Problem to solve: Each entry should be set down again verbatim, with the images omitted.

Input data:
• • • • •

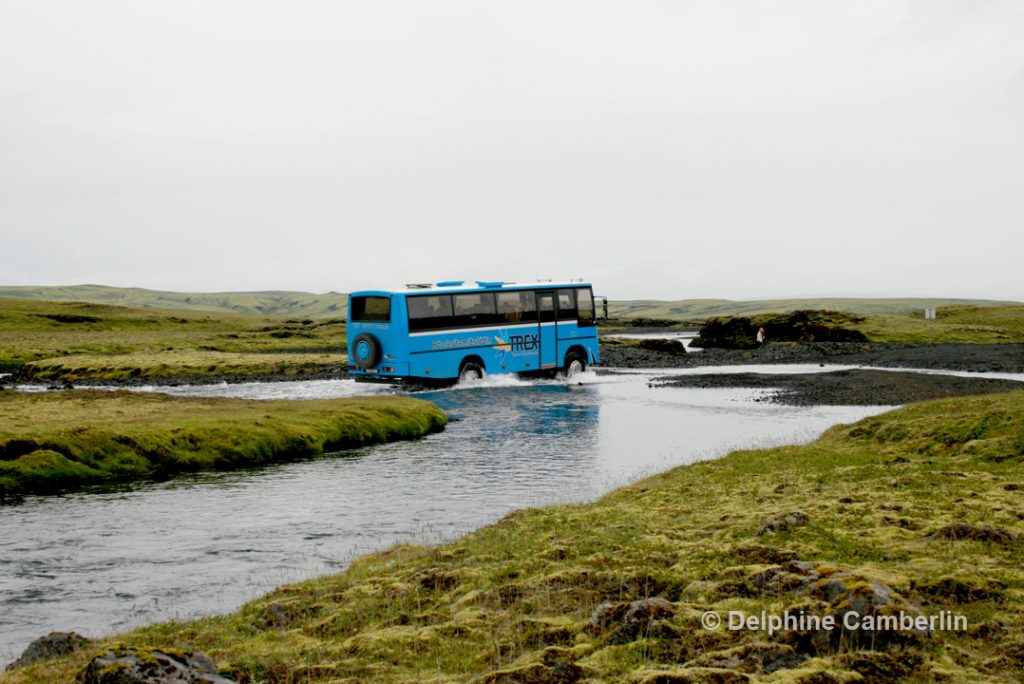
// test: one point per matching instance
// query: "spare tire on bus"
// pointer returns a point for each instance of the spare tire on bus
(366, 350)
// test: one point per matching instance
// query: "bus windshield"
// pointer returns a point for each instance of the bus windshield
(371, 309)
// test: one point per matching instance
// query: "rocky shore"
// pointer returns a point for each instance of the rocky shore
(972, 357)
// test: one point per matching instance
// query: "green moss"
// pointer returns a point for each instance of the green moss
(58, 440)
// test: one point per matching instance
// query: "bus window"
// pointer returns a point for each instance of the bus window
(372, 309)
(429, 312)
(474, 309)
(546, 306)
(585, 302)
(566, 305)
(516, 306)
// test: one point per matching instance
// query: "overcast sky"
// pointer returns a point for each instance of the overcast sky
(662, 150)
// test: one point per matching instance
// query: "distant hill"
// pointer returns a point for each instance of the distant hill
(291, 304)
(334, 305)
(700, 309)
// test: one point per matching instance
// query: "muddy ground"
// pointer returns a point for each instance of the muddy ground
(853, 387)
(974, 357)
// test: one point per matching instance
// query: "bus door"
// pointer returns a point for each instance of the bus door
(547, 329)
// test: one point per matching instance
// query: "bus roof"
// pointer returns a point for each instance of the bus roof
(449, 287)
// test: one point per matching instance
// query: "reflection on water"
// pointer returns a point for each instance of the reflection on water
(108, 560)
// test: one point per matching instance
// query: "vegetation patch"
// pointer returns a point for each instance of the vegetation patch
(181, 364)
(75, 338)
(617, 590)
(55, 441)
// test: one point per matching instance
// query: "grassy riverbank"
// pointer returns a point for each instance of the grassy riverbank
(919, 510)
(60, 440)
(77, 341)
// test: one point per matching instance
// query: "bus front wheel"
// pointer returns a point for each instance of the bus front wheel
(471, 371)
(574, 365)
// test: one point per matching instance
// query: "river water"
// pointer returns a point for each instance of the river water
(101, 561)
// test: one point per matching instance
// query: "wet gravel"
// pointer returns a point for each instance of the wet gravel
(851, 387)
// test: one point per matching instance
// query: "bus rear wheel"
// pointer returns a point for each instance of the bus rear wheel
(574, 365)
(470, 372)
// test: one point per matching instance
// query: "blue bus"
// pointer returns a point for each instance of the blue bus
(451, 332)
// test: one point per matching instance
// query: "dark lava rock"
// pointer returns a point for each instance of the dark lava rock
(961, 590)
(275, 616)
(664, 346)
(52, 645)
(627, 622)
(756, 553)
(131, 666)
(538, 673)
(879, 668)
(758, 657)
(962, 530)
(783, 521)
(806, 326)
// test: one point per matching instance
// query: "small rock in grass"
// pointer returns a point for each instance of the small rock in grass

• • • • •

Exercise response:
// test: one point per matching instance
// query: "spare tire on bus"
// pointer returns a point for each instance of the spare tire on bus
(366, 350)
// test: one point per matching instance
// query: "bus windshield"
// pointer returns a point for each instance of the bus windshield
(371, 309)
// test: one point per matching instance
// query: "rocky shore"
// pointer returns a point for each instance of the rocky shore
(972, 357)
// test: one point per matching instance
// query: "green moss"
// pointer returns a point for each instance of the green moss
(58, 440)
// test: one point per matching instance
// query: "bus window"
// pointer returns a point for each instance of the bus window
(372, 309)
(429, 312)
(474, 309)
(546, 306)
(585, 302)
(566, 305)
(516, 306)
// test: one point per matching instance
// query: "overcast sky"
// pointer returns a point for each instance of the overcast sky
(662, 150)
// test: one point per matching instance
// query: "distant hill"
// pointer returns a point for each instance of the distant hill
(291, 304)
(334, 305)
(700, 309)
// test: one point per matching instance
// query: "muddy ground"
// pointer returns a point for each instance of the muddy ground
(853, 387)
(974, 357)
// test: one point per matching instance
// query: "bus door"
// pointer returns a point for each instance of the bus door
(547, 329)
// test: one point per matching instance
// query: "bus roof"
// pointer returns a point for each instance of the bus roof
(449, 287)
// test: one point per matching instance
// query: "reflection on water"
// pointer returns a point for each instance of the reflection on water
(108, 560)
// test: one point per matching instance
// query: "vegetation patch"
// pointer returns a point for each instance of the vegetation patch
(181, 364)
(75, 338)
(617, 590)
(55, 441)
// test: one point per matching instance
// query: "grassy riverbank"
// pointer returns a point for each instance of the grassy riverbank
(919, 510)
(60, 440)
(77, 341)
// test: one point per matching instance
// query: "bus front wheel"
// pointer returns a point for each instance of the bus front wheel
(471, 371)
(574, 365)
// test: one point per matching instance
// query: "river water"
// pointer returns a point for each instance of the river water
(101, 561)
// test: one point per matching instance
// query: "wet gravel"
// pointer returns a point for each instance of the wet gravel
(851, 387)
// test: one point per matching instance
// query: "bus rear wheel"
// pointer returns a point for each instance of the bus rear wheel
(574, 365)
(470, 372)
// test: one point per matching instance
// query: "blue bus"
// pointer returns a point for each instance of the blue bus
(451, 332)
// test: one point per matching instance
// query: "dark lava rock"
// pointer returns a point for each instance of the dark lava rock
(961, 590)
(275, 616)
(664, 346)
(52, 645)
(627, 622)
(756, 553)
(131, 666)
(538, 673)
(879, 668)
(758, 657)
(962, 530)
(783, 521)
(806, 326)
// test: one point per matching instance
// query: "small rock in grass"
// pointer returns a point for each instance of the small rock in grass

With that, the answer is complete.